§ **What needs to be done**
How many lines of the listing below contain the string "positive", counting case? Reply with the number only.

(Input records begins)

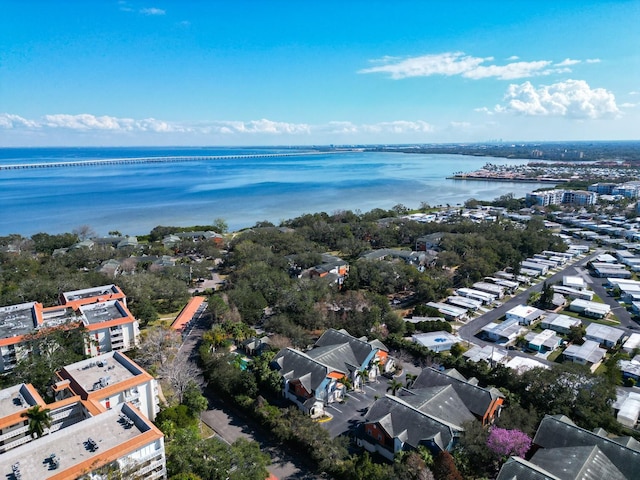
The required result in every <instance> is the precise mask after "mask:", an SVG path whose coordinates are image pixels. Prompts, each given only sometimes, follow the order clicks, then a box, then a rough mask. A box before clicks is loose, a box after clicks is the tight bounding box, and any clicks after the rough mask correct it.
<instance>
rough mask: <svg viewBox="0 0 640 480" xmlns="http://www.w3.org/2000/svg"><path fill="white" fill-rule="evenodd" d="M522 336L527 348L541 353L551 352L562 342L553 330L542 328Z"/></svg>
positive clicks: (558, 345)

(Input records ends)
(Input records begins)

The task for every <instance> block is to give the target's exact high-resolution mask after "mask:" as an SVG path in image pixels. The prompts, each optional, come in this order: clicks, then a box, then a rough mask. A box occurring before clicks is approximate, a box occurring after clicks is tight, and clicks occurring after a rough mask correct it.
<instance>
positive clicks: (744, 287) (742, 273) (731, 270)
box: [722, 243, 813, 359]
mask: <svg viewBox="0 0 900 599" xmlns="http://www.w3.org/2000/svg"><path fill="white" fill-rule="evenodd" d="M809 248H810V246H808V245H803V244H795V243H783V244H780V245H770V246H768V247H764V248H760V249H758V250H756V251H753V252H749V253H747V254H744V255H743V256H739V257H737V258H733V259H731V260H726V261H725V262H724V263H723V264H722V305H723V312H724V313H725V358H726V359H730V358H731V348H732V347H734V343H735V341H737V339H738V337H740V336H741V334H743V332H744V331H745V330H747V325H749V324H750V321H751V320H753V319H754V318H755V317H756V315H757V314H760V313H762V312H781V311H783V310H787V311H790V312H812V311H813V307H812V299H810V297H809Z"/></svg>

(Input records ends)

§ **Task result**
2